## ASSIGNED TASK
Note each line in the data holding the string "below" and report it.

•••••

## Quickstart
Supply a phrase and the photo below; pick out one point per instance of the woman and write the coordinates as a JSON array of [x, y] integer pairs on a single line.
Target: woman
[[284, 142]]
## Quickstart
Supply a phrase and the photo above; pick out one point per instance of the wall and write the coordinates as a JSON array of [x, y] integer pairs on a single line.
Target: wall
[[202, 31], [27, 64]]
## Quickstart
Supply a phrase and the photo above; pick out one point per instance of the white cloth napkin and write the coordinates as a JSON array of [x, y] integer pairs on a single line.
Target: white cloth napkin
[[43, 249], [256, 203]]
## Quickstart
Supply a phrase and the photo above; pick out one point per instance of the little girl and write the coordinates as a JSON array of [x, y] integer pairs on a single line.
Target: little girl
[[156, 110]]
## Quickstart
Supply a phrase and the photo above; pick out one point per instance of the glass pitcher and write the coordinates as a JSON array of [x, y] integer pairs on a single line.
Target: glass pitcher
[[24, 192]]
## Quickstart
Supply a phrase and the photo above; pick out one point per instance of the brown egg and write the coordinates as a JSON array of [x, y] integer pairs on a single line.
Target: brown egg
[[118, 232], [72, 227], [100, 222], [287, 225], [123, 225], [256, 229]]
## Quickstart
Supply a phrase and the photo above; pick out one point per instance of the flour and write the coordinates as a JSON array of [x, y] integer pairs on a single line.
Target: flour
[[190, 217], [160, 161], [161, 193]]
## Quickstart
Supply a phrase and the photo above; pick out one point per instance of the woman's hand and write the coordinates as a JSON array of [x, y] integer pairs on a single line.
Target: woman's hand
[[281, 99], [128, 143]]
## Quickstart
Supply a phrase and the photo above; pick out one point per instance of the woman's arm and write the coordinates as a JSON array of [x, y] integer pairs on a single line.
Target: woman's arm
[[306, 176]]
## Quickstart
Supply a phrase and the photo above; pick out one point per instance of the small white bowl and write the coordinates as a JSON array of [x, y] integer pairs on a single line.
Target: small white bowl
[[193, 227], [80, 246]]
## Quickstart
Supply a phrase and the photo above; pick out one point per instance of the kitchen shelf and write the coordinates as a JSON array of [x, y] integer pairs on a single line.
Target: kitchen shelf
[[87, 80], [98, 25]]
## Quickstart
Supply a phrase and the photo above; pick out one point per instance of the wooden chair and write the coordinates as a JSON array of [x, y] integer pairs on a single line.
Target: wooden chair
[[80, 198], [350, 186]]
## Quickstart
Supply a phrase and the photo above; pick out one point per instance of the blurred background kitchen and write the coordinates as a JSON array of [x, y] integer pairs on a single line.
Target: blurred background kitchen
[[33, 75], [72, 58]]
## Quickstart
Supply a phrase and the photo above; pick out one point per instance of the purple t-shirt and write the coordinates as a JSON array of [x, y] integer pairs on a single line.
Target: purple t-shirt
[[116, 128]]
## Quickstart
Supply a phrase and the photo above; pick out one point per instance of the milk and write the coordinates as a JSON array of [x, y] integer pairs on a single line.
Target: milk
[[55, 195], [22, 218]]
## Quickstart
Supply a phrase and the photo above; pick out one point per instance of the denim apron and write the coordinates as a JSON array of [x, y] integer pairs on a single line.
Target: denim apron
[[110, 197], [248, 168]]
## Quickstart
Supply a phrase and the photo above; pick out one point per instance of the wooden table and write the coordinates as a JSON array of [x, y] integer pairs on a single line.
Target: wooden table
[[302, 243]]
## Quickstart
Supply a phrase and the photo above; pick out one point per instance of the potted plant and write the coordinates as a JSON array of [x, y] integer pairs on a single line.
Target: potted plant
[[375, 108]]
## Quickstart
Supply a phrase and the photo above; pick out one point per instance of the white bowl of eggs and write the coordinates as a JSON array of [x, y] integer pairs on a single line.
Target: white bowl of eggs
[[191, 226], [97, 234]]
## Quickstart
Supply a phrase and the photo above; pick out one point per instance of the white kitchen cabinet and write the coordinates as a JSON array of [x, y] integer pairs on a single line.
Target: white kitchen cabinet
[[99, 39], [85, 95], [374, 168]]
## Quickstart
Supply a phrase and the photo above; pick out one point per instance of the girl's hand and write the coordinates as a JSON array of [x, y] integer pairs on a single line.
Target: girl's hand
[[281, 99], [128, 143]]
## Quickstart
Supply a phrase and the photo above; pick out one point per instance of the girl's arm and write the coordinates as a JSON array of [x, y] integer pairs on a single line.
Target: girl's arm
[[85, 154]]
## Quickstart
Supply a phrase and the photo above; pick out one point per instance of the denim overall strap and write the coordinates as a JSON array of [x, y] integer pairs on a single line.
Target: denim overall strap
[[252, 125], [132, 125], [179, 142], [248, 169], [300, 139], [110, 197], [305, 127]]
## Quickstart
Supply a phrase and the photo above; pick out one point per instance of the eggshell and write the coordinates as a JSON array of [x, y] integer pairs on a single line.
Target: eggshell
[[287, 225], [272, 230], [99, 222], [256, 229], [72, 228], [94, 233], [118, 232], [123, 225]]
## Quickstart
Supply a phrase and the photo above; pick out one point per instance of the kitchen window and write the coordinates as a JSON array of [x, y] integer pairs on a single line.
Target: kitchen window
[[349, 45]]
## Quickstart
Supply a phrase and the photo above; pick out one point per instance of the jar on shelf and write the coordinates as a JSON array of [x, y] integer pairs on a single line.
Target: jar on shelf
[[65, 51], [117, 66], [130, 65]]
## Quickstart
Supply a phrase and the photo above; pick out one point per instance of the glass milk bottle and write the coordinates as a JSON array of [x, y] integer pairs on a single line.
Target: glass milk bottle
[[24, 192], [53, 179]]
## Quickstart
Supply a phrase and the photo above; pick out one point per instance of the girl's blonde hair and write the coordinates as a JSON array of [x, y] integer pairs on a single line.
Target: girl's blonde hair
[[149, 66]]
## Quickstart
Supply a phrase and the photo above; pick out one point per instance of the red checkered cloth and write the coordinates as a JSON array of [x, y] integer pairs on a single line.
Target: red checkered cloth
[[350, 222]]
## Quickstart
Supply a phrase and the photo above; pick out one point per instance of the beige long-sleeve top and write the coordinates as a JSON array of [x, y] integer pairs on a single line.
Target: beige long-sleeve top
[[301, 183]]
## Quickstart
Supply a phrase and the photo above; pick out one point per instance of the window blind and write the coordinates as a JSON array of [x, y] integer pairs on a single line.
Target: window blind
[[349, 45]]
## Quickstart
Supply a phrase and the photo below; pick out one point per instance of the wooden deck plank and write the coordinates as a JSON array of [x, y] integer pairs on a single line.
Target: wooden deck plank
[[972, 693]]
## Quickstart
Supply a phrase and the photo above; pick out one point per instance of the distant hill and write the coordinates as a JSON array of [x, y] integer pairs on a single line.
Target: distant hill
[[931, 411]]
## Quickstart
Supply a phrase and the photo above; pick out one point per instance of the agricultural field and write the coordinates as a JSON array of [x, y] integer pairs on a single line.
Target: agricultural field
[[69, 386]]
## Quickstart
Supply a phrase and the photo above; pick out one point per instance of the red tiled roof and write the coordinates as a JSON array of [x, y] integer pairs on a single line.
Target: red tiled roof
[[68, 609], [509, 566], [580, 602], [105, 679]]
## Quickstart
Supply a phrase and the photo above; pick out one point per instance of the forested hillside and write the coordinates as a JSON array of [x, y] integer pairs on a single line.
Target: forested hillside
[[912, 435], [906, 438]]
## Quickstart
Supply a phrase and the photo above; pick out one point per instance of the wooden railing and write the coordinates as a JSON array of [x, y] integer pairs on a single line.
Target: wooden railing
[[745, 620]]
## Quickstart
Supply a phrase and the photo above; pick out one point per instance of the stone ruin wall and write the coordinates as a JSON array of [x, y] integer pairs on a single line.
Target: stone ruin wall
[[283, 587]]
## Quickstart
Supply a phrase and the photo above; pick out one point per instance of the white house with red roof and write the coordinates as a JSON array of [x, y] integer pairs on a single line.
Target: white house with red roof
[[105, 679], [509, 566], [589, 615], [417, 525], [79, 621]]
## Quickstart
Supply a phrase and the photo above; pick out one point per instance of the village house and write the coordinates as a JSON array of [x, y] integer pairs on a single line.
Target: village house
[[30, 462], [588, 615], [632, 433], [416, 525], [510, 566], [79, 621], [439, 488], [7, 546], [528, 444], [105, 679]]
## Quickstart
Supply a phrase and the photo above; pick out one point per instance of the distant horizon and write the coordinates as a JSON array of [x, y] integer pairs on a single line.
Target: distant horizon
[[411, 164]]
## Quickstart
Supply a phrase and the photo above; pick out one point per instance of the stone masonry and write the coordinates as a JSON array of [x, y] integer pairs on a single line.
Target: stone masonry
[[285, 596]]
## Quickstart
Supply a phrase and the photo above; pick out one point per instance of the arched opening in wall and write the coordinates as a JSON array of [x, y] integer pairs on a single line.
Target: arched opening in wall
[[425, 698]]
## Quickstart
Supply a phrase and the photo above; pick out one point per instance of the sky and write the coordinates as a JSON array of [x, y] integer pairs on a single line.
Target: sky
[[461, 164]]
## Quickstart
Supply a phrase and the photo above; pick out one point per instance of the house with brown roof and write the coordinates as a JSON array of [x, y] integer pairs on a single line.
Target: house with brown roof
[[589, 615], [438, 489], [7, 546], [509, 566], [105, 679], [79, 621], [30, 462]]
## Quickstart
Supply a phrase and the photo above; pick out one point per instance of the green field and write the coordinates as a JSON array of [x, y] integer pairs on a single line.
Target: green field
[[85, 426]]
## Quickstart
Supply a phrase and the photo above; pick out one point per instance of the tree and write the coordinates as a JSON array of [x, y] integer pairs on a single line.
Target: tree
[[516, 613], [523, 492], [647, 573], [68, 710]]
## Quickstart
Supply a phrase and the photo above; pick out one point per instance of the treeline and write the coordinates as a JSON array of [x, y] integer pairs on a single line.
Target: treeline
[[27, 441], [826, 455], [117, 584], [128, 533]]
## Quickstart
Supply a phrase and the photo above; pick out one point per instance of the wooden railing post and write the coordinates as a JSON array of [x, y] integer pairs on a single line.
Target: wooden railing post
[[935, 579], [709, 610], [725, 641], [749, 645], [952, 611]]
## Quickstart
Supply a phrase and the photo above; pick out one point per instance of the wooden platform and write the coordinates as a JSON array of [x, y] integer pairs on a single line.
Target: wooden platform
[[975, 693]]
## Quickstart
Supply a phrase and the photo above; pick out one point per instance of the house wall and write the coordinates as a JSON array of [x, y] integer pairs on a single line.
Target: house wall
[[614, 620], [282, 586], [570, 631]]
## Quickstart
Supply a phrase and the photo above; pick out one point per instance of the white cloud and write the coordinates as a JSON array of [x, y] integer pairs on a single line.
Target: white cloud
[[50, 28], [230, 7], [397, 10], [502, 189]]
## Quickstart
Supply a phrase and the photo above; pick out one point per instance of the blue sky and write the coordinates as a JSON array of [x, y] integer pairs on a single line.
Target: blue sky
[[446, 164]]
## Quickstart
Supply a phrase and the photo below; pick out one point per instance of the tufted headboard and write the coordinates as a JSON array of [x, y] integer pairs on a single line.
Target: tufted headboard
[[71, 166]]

•••••

## EXERCISE RESULT
Supply a phrase and the photo below; pick out one point per instance of the woman and write the coordinates as a JSON array of [x, y] integer pairs on a single line.
Supply a phrase and the photo below; pick out one point per instance of the wooden deck plank and write the coordinates as a JSON array of [x, y] integer pairs on a single line.
Supply a phrase and the photo below; pick out one point per instance of the tufted headboard and write the coordinates as a JSON array of [x, y] integer pairs on a single line.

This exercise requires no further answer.